SCHRIFTLICHE AUFGABE 1: Kopiere aus dem Text über CCS und die Öl- und Gasbranche den Abschnitt von „Bis 2030 müsste“ bis „Vorabmitteilung zum Bericht.“ Wort für Wort.
SCHRIFTLICHE AUFGABE 2: Prüfe, ob die folgenden Aussagen mit dem Text über CCS und die Öl- und Gasbranche übereinstimmen, und belege jede Antwort (Ja oder Nein) mit den entscheidenden Worten des Textes als wörtlichem Zitat. (a) Um sich am 1,5-Grad-Ziel auszurichten, müsste die Branche ihre Emissionen bis 2030 um 60 % verringern. (b) DACCS entzieht CO2 den Rauchgasen fossil befeuerter Kraftwerke. (c) Die Unternehmen mit den stärksten Emissionen liegen fünf- bis zehnmal über den emissionsärmsten der Branche.
SCHRIFTLICHE AUFGABE 3: Führe den Text über CCS und die Öl- und Gasbranche im Anschluss an seinen letzten Satz fort.

VORLIEGENDER TEXT:
——

Bis 2030 müsste die Branche die eigenen Emissionen um 60 % verringern, um sich am 1,5-Grad-Ziel auszurichten. Und die Branche, so die IEA, könnte zu niedrigen Kosten viel unternehmen, um ihre eigenen Treibhausgasemissionen drastisch zu senken. Auch sei die Spanne heute schon sehr groß: Die Unternehmen mit den relativ stärksten Emissionen liegen damit fünf- bis zehnmal über denen der emissionsärmsten Branchenmitglieder.
Warum CCS kein Allheilmittel beim Klimaschutz ist
Die IEA räumt in ihrem neuen Bericht auch mit der Annahme auf, das Abtrennen und Speichern von CO2 (Carbon Capture & Storage: CCS) werde es als tragende Säule für die Dekarbonisierungsstrategie der Öl- und Gasbranche in Sachen Klimaschutz schon richten. „Damit kann der Status quo nicht gehalten werden“, so die IEA in einer Vorabmitteilung zum Bericht.
Fokus CCS: Warten auf den schnellen Klimaschutz für die Industrie
Die Pariser Agentur rechnet vor, warum es nicht gelingen kann, mithilfe von CCS unter den bisher aufgesetzten weltweiten Klimaschutzmaßnahmen das 1,5 °C-Ziel des Pariser Weltklimaabkommens zu erreichen: Dazu müssten im Jahr 2050 „unvorstellbare“ 32 Mrd. t CO2 separiert werden, um sie zu speichern oder zu nutzen; und 23 Mrd. t dieser 32 Mrd. t müssten mithilfe sogenannter Direct-Air-Capture-Technologien (DACCS) abgespalten werden. DACCS entzieht CO2 der Luft und nicht etwa den Rauchgasen fossil befeuerter Kraftwerke. Ein wesentlicher Unterschied, denn die CO2-Konzentration ist in der Luft geringer – um 23 Mrd. t per DACCS zu separieren, würde man eine Strommenge benötigen, „die den gesamten heutigen globalen Elektrizitätsbedarf übertrifft“, so die IEA.

——

VORLIEGENDE EINTRÄGE:

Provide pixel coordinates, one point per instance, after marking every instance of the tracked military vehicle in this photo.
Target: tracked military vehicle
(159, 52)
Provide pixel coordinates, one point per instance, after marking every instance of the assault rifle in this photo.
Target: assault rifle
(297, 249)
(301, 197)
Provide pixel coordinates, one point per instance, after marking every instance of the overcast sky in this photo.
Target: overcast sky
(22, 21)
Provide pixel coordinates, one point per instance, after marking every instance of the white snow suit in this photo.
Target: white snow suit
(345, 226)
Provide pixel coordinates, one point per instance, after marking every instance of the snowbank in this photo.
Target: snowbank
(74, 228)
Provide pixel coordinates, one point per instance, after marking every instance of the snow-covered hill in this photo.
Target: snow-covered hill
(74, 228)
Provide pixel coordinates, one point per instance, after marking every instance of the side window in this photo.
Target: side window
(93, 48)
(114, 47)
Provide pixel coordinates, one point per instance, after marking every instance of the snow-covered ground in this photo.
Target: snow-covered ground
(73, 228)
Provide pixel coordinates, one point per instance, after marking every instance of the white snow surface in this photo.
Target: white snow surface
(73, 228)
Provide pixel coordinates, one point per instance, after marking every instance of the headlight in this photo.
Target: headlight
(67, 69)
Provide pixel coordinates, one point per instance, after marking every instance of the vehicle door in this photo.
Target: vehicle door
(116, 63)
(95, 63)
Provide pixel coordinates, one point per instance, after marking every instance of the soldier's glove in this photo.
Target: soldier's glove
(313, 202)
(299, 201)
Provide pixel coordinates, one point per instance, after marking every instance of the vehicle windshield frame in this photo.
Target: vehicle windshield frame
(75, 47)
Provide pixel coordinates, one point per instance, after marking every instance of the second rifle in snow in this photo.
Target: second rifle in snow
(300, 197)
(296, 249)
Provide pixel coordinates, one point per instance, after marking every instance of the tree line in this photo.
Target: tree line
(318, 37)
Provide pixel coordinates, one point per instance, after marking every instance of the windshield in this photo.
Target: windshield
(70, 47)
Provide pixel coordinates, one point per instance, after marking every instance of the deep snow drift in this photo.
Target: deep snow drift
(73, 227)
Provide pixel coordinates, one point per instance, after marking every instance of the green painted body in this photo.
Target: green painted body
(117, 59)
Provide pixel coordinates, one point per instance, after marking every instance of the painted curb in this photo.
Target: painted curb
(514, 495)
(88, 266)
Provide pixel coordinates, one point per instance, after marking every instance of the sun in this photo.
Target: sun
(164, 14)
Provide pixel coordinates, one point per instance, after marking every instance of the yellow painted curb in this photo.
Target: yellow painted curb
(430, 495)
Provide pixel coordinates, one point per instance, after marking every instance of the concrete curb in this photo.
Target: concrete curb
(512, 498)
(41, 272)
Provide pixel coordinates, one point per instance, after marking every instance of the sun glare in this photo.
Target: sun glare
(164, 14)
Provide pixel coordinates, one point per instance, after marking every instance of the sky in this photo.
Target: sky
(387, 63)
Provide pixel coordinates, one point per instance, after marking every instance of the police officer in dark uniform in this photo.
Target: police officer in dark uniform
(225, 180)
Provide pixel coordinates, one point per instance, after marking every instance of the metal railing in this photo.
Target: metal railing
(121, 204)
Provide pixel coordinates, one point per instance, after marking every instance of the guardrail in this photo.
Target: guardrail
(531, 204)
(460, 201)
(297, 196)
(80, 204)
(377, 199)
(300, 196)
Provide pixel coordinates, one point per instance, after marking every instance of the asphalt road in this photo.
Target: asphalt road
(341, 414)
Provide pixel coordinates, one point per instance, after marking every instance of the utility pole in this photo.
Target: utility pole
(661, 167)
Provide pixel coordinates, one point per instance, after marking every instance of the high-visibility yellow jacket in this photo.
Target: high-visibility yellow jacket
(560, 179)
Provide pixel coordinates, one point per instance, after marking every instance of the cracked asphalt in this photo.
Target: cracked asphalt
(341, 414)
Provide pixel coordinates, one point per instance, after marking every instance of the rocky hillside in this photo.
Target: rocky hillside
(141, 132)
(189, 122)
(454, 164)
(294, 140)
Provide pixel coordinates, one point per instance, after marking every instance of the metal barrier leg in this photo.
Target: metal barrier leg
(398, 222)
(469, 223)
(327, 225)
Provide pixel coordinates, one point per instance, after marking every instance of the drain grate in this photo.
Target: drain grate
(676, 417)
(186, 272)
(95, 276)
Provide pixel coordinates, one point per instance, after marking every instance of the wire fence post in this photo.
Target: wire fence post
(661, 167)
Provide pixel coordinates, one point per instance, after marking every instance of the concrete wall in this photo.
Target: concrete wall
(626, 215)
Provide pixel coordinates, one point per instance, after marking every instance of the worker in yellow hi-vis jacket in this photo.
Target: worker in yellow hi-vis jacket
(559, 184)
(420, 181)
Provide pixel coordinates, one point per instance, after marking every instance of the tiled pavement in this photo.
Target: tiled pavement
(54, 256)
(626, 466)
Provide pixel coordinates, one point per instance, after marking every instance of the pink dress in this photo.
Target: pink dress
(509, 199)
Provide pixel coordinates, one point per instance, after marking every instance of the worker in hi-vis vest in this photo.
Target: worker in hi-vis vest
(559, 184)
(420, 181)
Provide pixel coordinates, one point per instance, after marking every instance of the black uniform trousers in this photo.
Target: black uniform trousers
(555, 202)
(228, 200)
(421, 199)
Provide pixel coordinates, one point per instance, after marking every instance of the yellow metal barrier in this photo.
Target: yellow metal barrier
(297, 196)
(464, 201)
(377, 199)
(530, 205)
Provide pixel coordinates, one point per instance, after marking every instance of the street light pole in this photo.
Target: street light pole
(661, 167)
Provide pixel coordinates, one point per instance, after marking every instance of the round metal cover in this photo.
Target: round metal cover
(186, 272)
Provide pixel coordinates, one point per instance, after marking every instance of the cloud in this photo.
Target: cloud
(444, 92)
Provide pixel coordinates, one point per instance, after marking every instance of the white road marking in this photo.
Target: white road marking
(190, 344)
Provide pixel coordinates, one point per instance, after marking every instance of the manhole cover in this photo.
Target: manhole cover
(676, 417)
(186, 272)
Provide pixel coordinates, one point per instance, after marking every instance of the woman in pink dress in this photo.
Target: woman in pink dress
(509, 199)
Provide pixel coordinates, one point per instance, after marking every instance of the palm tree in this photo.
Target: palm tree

——

LÖSUNG 1:
Bis 2030 müsste die Branche die eigenen Emissionen um 60 % verringern, um sich am 1,5-Grad-Ziel auszurichten. Und die Branche, so die IEA, könnte zu niedrigen Kosten viel unternehmen, um ihre eigenen Treibhausgasemissionen drastisch zu senken. Auch sei die Spanne heute schon sehr groß: Die Unternehmen mit den relativ stärksten Emissionen liegen damit fünf- bis zehnmal über denen der emissionsärmsten Branchenmitglieder.
Warum CCS kein Allheilmittel beim Klimaschutz ist
Die IEA räumt in ihrem neuen Bericht auch mit der Annahme auf, das Abtrennen und Speichern von CO2 (Carbon Capture & Storage: CCS) werde es als tragende Säule für die Dekarbonisierungsstrategie der Öl- und Gasbranche in Sachen Klimaschutz schon richten. „Damit kann der Status quo nicht gehalten werden“, so die IEA in einer Vorabmitteilung zum Bericht.

LÖSUNG 2:
(a) Ja: „Bis 2030 müsste die Branche die eigenen Emissionen um 60 % verringern, um sich am 1,5-Grad-Ziel auszurichten.“
(b) Nein: „DACCS entzieht CO2 der Luft und nicht etwa den Rauchgasen fossil befeuerter Kraftwerke.“
(c) Ja: „Die Unternehmen mit den relativ stärksten Emissionen liegen damit fünf- bis zehnmal über denen der emissionsärmsten Branchenmitglieder.“

LÖSUNG 3:
Es bleibe dem Öl- und Gassektor also nichts anderes übrig, als „harte Entscheidungen zu treffen“, so IEA-Chef Birol. „Ihre Präferenzen werden Auswirkungen für die kommenden Jahrzehnte haben.“ Dabei werde die Energiewende nicht verhindert, aber der Weg hin zu sogenannten „Net Zero Emissions“ (klimaneutralen Treibhausgasemissionen) werde teurer; und es werde schwieriger, diesen Übergang zu steuern, falls die Öl- und Gasbranche nicht mit an Bord sei.